Start of PROVIDED RECORDS
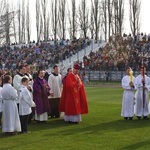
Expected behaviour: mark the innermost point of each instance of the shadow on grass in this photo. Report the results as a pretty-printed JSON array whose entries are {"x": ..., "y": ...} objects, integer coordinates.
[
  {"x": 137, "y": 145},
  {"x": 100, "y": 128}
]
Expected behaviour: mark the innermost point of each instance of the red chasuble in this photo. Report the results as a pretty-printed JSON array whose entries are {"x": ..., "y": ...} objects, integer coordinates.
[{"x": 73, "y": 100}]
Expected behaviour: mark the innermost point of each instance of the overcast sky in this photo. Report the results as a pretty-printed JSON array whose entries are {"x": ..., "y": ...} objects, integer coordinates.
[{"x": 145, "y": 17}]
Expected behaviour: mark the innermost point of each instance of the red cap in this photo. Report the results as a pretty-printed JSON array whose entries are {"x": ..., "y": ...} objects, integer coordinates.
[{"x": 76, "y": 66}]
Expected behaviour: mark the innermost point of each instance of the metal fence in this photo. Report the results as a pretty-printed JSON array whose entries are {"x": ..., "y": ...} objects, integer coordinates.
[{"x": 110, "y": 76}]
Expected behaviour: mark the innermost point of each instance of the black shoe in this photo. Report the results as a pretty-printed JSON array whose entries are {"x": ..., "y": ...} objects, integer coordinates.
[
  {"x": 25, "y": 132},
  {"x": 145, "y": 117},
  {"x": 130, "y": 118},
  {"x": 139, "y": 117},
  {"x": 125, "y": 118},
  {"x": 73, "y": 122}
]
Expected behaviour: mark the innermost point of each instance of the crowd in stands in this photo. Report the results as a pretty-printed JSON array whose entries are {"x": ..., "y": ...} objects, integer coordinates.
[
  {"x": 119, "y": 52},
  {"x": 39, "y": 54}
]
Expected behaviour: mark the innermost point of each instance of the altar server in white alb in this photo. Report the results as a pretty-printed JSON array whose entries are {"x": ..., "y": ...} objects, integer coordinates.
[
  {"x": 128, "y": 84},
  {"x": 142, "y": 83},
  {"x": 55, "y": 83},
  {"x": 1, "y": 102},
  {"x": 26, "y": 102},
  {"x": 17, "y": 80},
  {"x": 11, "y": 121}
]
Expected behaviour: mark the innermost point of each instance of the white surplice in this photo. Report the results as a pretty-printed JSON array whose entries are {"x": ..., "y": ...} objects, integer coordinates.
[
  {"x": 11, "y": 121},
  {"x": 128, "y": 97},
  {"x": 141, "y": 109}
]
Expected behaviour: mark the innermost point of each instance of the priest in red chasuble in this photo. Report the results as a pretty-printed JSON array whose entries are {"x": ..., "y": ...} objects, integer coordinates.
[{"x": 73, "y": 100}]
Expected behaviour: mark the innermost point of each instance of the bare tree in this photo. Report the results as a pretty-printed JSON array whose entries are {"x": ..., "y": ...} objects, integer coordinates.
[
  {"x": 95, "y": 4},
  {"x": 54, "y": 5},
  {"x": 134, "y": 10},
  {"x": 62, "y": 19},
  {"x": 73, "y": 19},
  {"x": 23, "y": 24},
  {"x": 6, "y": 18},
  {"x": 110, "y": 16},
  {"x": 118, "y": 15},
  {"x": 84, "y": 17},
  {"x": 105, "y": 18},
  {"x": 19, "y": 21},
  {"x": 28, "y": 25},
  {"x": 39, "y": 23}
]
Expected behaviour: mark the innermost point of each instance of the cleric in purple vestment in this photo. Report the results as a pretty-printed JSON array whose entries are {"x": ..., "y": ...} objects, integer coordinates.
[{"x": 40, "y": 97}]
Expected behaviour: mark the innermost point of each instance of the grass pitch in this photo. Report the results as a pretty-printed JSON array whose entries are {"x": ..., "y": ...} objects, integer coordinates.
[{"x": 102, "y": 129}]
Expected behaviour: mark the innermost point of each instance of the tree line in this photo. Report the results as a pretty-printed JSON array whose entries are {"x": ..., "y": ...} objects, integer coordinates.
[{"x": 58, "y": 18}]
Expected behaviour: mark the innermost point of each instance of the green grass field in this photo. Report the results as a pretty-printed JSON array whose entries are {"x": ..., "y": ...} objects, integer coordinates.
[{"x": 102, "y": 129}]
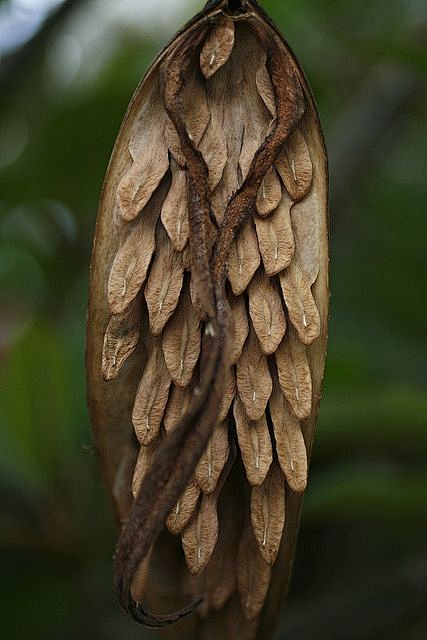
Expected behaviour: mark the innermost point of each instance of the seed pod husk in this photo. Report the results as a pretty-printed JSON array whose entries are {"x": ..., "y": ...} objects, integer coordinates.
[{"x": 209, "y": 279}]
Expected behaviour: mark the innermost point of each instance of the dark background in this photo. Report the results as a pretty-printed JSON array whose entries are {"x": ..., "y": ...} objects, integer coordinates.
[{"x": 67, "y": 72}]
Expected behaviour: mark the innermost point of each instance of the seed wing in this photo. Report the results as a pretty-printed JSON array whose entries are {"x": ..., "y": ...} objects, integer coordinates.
End of PROVIDED RECORDS
▶ WHAT YOU ARE ASKED TO DO
Copy the listing in full and without alteration, omitting every picture.

▶ FULL SOLUTION
Expected behaviour: mark the innermost point of each instance of the shadow on grass in this photo. Report the results as a pretty-printed JSON array whose entries are {"x": ..., "y": ...} objects, integer coordinates.
[
  {"x": 137, "y": 145},
  {"x": 100, "y": 128}
]
Expected behaviour: mark the innermost point of each instance of the red chasuble in this photo. Report the results as a pretty-printed JSON array whose entries are {"x": ..., "y": ...} objects, integer coordinates.
[{"x": 73, "y": 100}]
Expected behaviour: mark the innermost point of each instance of the overcast sky in this photo. Report the results as a pretty-printed JSON array whose entries are {"x": ..., "y": ...} objects, integer coordinates.
[{"x": 145, "y": 17}]
Expected behaviour: mark the innermost point of each instance of the red cap in this photo. Report the results as a pretty-printed JSON array whose entries are {"x": ..., "y": ...} objects, integer coordinates.
[{"x": 76, "y": 66}]
Expected behaviour: mark the innermost point of each instance of the metal fence in this photo. Report the results as a pretty-printed JSON array whose entries are {"x": ..., "y": ...} objects, integer coordinates.
[{"x": 110, "y": 76}]
Expected behaviour: mark the innermost point of each instance of the black shoe in this photo. Report the results as a pretty-printed JSON array whose entries are {"x": ..., "y": ...} objects, integer coordinates.
[
  {"x": 25, "y": 132},
  {"x": 145, "y": 117},
  {"x": 130, "y": 118},
  {"x": 139, "y": 117},
  {"x": 125, "y": 118},
  {"x": 73, "y": 122}
]
Expected behaviour: mark the innermost point of each instance of the crowd in stands in this photo. Report the results as a pretty-printed JSON array whose entries are {"x": ..., "y": ...} objects, integer coordinates.
[
  {"x": 119, "y": 52},
  {"x": 39, "y": 54}
]
Expected behaviour: mark the innermost point of each instance of the altar server in white alb in this photo. Report the results as a pretty-printed JSON array whose entries are {"x": ..., "y": ...} objects, integer coordinates.
[
  {"x": 128, "y": 84},
  {"x": 142, "y": 83},
  {"x": 55, "y": 83},
  {"x": 1, "y": 102},
  {"x": 26, "y": 102},
  {"x": 17, "y": 80},
  {"x": 11, "y": 121}
]
Expected behaviour: mark the innermost point of each instance of the white surplice in this photo. Report the results as a pretty-printed JSON array whose entries are {"x": ..., "y": ...} objects, integer coordinates.
[
  {"x": 11, "y": 121},
  {"x": 128, "y": 97},
  {"x": 141, "y": 109}
]
Expected behaviour: mark the innermost point of each instance of the priest in red chasuble in this photo. Report the results as a pretty-printed JSON array whose entries are {"x": ..., "y": ...} objects, integer coordinates.
[{"x": 73, "y": 100}]
Expected behaviour: mark the innermost point of each instance of the bare tree in this photo. Report the results as a pretty-printed JSON array whose entries are {"x": ..., "y": ...} objects, integer coordinates.
[
  {"x": 95, "y": 4},
  {"x": 54, "y": 5},
  {"x": 134, "y": 10},
  {"x": 62, "y": 19},
  {"x": 73, "y": 19},
  {"x": 23, "y": 24},
  {"x": 6, "y": 18},
  {"x": 110, "y": 16},
  {"x": 118, "y": 15},
  {"x": 84, "y": 17},
  {"x": 105, "y": 18},
  {"x": 19, "y": 21},
  {"x": 28, "y": 25},
  {"x": 39, "y": 23}
]
Expected behaviour: mark the innermost point of each instance of the cleric in purple vestment in this photo. Report the results as a pretty-printed JSON array whose entries are {"x": ..., "y": ...} objects, integer coordinates.
[{"x": 40, "y": 97}]
Expected behaviour: mark the innermost point of each instance of the grass pitch in this photo. Report the results as a pretty-printed JSON array whose entries are {"x": ..., "y": ...} objects, integer coordinates.
[{"x": 102, "y": 129}]
Expected behaviour: mark the innermost point of each instance of the tree line in this photo. Report the results as a pretty-printed JSON array whose entries are {"x": ..., "y": ...} objects, integer coordinates.
[{"x": 58, "y": 18}]
Expected behaviour: mark the innermost point of each instance of the green grass field in this photo. Report the results as a pretty-printed JSON array whose entries are {"x": ..., "y": ...} objects, integer coordinates.
[{"x": 102, "y": 129}]
Expected behaviour: mark the innermost point of each instance of the seed pod husk in this photo. Report the results as a pretty-printed JSON array whose entries are {"x": ..., "y": ...} objects, integer coordinates.
[{"x": 209, "y": 279}]
Expected behaviour: mark the innermost point of each instance of the dark background in this photo. Report the results as a pretty-printed JSON array whose entries are {"x": ..., "y": ...} objects, integer coordinates.
[{"x": 67, "y": 72}]
Expected behaviour: mark the innermost point of each instance of the seed wing in this photo. Report the results as a pretty-printed JSON array whose entries are {"x": ..., "y": ...} objects, integer coordinates.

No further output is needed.